Copy out all of the items below word for word, keeping every line unchanged.

§ Items:
** Begin **
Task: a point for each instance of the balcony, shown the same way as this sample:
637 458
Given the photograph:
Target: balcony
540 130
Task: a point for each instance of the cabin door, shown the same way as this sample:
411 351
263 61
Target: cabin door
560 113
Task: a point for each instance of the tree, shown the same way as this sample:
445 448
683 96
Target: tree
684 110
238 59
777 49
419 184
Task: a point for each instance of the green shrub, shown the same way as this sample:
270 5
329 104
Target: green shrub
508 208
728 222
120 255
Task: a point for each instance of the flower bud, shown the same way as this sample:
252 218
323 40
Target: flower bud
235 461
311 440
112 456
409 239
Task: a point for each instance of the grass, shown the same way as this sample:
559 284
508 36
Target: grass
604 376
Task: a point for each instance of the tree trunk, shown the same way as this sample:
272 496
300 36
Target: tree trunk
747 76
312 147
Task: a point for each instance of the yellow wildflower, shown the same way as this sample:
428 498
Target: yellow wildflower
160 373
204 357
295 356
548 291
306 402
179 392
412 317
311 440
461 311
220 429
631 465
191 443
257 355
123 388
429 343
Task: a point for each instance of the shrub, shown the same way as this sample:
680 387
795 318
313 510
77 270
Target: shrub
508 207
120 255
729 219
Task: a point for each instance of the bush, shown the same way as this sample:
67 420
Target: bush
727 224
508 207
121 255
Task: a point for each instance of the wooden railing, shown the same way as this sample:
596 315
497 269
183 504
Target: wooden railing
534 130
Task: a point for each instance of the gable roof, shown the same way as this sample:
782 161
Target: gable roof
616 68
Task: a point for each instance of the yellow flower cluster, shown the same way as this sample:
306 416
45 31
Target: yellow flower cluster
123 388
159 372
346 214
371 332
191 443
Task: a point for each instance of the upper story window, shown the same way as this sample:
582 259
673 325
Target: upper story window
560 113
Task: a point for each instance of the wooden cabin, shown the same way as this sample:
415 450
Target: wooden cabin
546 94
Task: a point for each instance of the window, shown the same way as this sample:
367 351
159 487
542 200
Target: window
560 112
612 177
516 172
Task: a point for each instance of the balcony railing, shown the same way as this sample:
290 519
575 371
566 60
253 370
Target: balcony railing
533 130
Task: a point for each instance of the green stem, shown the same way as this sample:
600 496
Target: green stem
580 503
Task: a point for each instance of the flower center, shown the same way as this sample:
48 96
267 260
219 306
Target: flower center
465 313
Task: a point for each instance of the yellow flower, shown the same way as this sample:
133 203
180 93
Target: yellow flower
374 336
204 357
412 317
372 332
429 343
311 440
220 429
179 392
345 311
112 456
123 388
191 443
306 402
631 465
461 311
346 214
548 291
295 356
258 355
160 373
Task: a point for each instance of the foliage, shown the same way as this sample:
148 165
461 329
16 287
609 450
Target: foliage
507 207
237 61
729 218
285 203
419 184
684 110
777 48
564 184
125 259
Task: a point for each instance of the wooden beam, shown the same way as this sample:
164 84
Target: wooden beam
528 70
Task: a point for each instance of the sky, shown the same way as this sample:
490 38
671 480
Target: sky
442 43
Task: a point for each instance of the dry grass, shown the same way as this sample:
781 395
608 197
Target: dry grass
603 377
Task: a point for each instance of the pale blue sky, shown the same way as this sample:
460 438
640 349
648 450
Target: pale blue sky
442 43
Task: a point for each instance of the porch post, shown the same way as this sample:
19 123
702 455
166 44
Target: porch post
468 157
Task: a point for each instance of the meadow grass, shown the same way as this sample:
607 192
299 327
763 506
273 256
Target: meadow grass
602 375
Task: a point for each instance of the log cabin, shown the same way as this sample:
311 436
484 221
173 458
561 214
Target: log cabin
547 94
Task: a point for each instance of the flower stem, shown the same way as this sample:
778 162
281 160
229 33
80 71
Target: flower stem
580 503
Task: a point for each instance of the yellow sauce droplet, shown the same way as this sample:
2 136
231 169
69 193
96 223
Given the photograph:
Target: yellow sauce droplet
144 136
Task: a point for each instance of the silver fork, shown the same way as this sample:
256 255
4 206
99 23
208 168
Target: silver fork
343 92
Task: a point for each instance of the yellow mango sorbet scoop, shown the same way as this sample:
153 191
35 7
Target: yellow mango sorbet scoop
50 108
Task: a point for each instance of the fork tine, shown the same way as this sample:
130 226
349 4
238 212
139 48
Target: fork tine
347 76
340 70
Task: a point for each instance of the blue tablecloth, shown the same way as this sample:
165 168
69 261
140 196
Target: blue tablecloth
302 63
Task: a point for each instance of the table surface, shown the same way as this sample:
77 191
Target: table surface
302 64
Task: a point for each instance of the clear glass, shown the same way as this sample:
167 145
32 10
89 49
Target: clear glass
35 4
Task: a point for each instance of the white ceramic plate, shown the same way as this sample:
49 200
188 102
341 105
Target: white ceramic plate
** End **
§ Full solution:
Task: a point for each instance of the balcony, shown the same way as this sample:
637 458
Given the photograph:
Target: balcony
540 130
Task: a point for each instance of the cabin door, shown the same way as this sample:
411 351
263 61
Target: cabin door
560 113
Task: a point for each instance of the tree, shown the same way as this sample:
445 448
683 96
Target: tree
684 110
238 59
777 49
419 184
Task: a point for each instance of the green shrub, shown the same way as this sample:
270 5
329 104
Target: green shrub
508 208
728 222
120 255
Task: a point for each instance of the flower bud, shown the same way as this sample:
252 218
323 40
Target: flower bud
235 461
311 440
112 456
409 239
Task: a point for each instance of the grass, shown the same way as this sample:
559 284
508 36
Target: grass
604 376
Task: a point for each instance of the tree trunk, shown the same way as this sample:
272 496
300 36
Target: tree trunk
747 76
312 147
Task: a point for each instance of the yellow wildflower, shown the same way as this sample:
428 498
Target: yellow wildflower
160 373
204 357
295 356
548 291
306 402
179 392
412 317
311 440
461 311
220 429
631 465
191 443
257 355
123 388
429 343
Task: a point for each instance of the shrub, shown the same way as this sample:
680 387
795 318
313 510
77 270
Target: shrub
508 207
120 255
729 219
Task: a point for each instance of the bush, shown the same way as this sample:
67 420
Target: bush
727 224
508 207
121 255
Task: a point for each instance of the wooden railing, shown the same way as this sample:
596 315
497 269
183 504
Target: wooden railing
534 130
Task: a point for each instance of the gable roof, shown the same way as this sample:
782 161
Target: gable roof
616 68
Task: a point for each instance of the yellow flower cluster, shown the same way as this sample:
306 416
45 31
Target: yellow flower cluster
123 388
159 372
346 214
371 332
191 443
Task: a point for each instance of the upper story window, shown the same way as this sample:
582 259
673 325
Target: upper story window
560 113
Task: a point for each instance of the wooden cabin, shown the same way as this sample:
415 450
Target: wooden cabin
546 94
Task: a point for each instance of the window, shown the same way as this sample:
367 351
159 487
542 200
Target: window
560 112
612 177
516 172
Task: a point for each instance of the balcony railing, shown the same way as this sample:
290 519
575 371
566 60
253 370
Target: balcony railing
533 130
Task: a point for each instance of the green stem, shown the same way as this sample:
600 496
Target: green stem
580 503
Task: a point for each instance of the flower center, shown the same way as this sample:
48 96
267 260
219 306
Target: flower center
465 313
Task: a point for each instance of the yellow flower, shown the same way as this sample:
133 203
180 93
Target: yellow flower
374 336
204 357
412 317
372 332
429 343
311 440
220 429
179 392
345 311
112 456
123 388
191 443
306 402
631 465
461 311
346 214
548 291
295 356
258 355
160 373
Task: a point for each instance of the foliage, shown the same way as this sample:
148 165
461 329
16 287
609 450
Target: foliage
507 207
237 61
729 218
285 203
419 184
684 110
777 48
564 184
125 259
Task: a point for each instance of the wooden beam, shown the same way as this sample:
164 84
Target: wooden beam
528 70
Task: a point for each instance of the sky, shown the same way as this sample:
490 38
671 480
Target: sky
442 43
Task: a point for each instance of the dry grass, shown the same way as this sample:
781 395
608 197
Target: dry grass
603 377
Task: a point for each instance of the pale blue sky, shown the same way as this sample:
460 438
640 349
648 450
Target: pale blue sky
442 43
Task: a point for each instance of the porch post, shown the same way as this sample:
19 123
702 455
166 44
Target: porch post
468 157
Task: a point for each instance of the meadow grass, shown the same way as this sample:
607 192
299 327
763 506
273 256
Target: meadow grass
602 375
Task: a point for each instance of the log cabin, shown the same way as this sample:
311 436
484 221
173 458
561 214
Target: log cabin
547 94
Task: a point for each instance of the flower stem, shown the same way as this sample:
778 162
281 160
229 33
80 71
Target: flower stem
580 503
Task: a point for each instance of the yellow sauce droplet, shown the same way as this sample:
2 136
231 169
69 193
96 223
Given the photograph:
Target: yellow sauce droplet
144 136
Task: a point for each instance of the silver fork, shown the same way as this sample:
256 255
4 206
99 23
208 168
Target: silver fork
343 92
Task: a point for each instance of the yellow mango sorbet scoop, shown the same way as this sample:
153 191
35 7
Target: yellow mango sorbet scoop
50 108
Task: a point for each instance of the fork tine, shown the same way as this sample:
130 226
349 4
238 212
139 48
Target: fork tine
347 76
340 70
Task: a point for each instance of the blue tablecloth, shown the same way as this sample:
165 168
69 261
140 196
Target: blue tablecloth
302 63
Task: a point for each instance of the table surface, shown the same way as this sample:
77 191
Target: table surface
302 64
Task: a point for each instance of the clear glass, shown the same way as this sample:
167 145
32 10
89 49
Target: clear glass
35 4
Task: a point for each instance of the white ceramic plate, shown the same way as this sample:
49 200
188 102
341 105
Target: white ceramic plate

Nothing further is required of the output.